-- BEGIN Listed records --

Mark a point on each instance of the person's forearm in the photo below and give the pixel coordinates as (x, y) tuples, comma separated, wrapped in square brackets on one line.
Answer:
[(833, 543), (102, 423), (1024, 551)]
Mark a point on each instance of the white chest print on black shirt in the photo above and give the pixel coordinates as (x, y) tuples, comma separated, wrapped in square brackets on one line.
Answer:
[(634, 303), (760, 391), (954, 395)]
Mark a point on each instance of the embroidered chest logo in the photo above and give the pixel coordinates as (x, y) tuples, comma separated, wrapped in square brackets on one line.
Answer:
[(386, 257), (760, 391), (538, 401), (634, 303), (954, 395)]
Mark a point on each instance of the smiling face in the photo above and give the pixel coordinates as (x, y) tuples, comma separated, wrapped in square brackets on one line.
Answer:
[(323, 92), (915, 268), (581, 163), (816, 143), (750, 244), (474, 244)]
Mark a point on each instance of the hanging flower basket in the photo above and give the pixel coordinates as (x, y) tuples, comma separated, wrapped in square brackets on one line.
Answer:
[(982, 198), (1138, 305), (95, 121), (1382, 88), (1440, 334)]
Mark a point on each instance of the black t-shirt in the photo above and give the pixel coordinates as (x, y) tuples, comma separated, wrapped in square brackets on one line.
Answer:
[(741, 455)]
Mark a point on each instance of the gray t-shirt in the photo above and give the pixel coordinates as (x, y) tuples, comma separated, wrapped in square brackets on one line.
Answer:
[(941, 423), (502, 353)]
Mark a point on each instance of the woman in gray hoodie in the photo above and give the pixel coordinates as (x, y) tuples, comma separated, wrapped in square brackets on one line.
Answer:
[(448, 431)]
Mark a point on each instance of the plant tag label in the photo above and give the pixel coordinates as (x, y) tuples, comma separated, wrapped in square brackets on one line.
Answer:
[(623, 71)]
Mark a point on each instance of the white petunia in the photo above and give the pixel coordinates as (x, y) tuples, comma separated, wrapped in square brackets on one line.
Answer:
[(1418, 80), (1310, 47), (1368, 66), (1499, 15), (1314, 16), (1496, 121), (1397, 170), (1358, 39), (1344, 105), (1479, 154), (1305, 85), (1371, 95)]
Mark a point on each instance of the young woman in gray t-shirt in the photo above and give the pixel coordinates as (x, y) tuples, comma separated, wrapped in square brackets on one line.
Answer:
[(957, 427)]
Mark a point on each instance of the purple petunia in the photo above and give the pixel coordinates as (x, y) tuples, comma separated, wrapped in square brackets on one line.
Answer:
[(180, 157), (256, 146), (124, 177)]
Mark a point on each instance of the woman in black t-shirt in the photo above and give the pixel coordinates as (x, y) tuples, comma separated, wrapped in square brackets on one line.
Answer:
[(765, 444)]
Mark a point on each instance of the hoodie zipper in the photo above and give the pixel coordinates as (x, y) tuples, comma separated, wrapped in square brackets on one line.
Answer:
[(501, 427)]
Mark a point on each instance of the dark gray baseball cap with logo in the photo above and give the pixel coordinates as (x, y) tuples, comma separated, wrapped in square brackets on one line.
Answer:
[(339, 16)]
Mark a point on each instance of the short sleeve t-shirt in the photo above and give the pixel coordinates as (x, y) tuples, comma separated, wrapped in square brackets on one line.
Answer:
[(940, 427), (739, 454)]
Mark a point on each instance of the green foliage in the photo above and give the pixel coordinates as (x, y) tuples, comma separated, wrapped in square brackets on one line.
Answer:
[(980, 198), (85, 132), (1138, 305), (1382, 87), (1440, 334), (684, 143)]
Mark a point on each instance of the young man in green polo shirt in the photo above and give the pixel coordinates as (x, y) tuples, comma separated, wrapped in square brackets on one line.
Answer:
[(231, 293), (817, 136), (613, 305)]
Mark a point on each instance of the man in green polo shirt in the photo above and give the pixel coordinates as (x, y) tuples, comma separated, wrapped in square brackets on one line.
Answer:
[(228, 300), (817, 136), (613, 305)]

-- END Listed records --

Rewrite all of the material above, renaming "tuples" to "pairs" wherever it occurs and leaving everything else as it is.

Mark a point on each instance of the person's forearm in the photo below and give the pixel coordinates as (x, y) pairs, comma separated, wrapped in square brackets on one line.
Answer:
[(833, 543), (102, 423), (1024, 551)]
Mark a point on each instance of the white chest print on black shirt in the photo above and give the pixel coordinates as (x, y) pairs, comma separated, wrapped in square brackets on one line.
Answer:
[(634, 303), (760, 391), (954, 395)]
Mark a point on each instance of the embroidered chest logo in the photo above and give the pixel coordinates as (x, y) pairs, comma separated, wrapped in square brackets on one line.
Answer:
[(386, 257), (760, 391), (538, 401), (634, 303), (954, 395)]
Mark a point on each instance of the smiling face in the photo above and give the pixel coordinates as (x, y) pairs, comma separated, wrapped in square brackets on one line.
Answer:
[(323, 92), (915, 268), (581, 163), (816, 143), (750, 244), (474, 244)]
Mark a point on each instance of the hanging flower basket in the photo above and give the pixel coordinates as (x, y) pairs, comma separated, wrapped in square brackets on one line.
Answer:
[(982, 198), (1138, 305), (95, 121), (1382, 88), (1440, 334)]
Mark a point on each instance of the black t-shirt in the photo above and give the pixel coordinates as (x, y) pairs, comma separated, wrapped in square brackets on one line.
Answer:
[(741, 455)]
Mark a point on each instance of the gray t-shirt in the photo above and give the pixel coordinates as (x, y) pairs, comma separated, wrapped in square brackets on one line.
Answer:
[(941, 423), (502, 353)]
Mark a point on each instance of the woman in gray hoodie in the photo above and give the pixel coordinates as (x, y) pairs, comma separated, wrapped in square brackets on one line.
Answer:
[(448, 431)]
Mark a point on each instance of the plant tag label in the photo above and give the pixel coordinates as (x, y) pairs, comma separated, wrapped in square brackets on one line.
Answer:
[(623, 71)]
Mark a point on each instance of the white petunia in the photo above and give the pixel coordinates as (x, y) pairs, comma separated, wrapped in square brackets on one line.
Answer:
[(1418, 80), (1310, 47), (1368, 66), (1499, 15), (1314, 16), (1496, 121), (1397, 170), (1358, 39), (1344, 105), (1479, 154), (1305, 85), (1371, 95)]
Mark a point on each instance of the young woman in gray t-shirt in the photo above and give the pixel coordinates as (x, y) pairs, comma separated, wrapped in square brackets on one line.
Answer:
[(957, 427)]
Mark a point on each instance of the purple petunia in the photo above and give the pixel coordinates as (x, y) pairs, comma separated, wrapped in square brackets on one line.
Answer:
[(180, 157), (256, 146), (124, 177)]
Mark a point on each instance of the woman in black t-shirt in the photo above and give the pixel coordinates as (x, y) pairs, comma separated, wrapped in square brackets on one line.
Answer:
[(765, 444)]
Mark a point on each instance of the hoodie zipper in the photo above and give the pixel coordinates as (x, y) pairs, comma separated, wrapped in square brackets on one line.
Answer:
[(501, 427)]
Mark a point on each instance of the dark gray baseball cap with logo in the photo above and give the pixel coordinates as (x, y) pairs, comma separated, wrapped in square brackets on one line.
Answer:
[(339, 16)]
Mark a point on each instance of the short sleeve t-shirt in the photo above and give the pixel coordinates as (x, y) pairs, comma separated, wrapped in square brackets on one line.
Answer:
[(940, 427), (739, 454)]
Mark a point on each instance of the green foliage in the photo above and give the pixel coordinates as (x, y) pairs, comma separated, wrapped in square brackets on one line.
Answer:
[(980, 198), (85, 132), (1138, 305), (1382, 87), (1440, 334), (684, 143)]
Mark a point on each instance of the young man in green polo shirt in the photo above and give the pixel coordinates as (x, y) pairs, comma separated, wrapped in square brackets on one line.
Answer:
[(231, 293), (817, 136), (613, 305)]
Mark a point on each instance of the man in green polo shirt in the photo above and give the pixel coordinates as (x, y) pairs, comma separated, wrapped in square brackets on one line.
Answer:
[(228, 300), (817, 136), (613, 305)]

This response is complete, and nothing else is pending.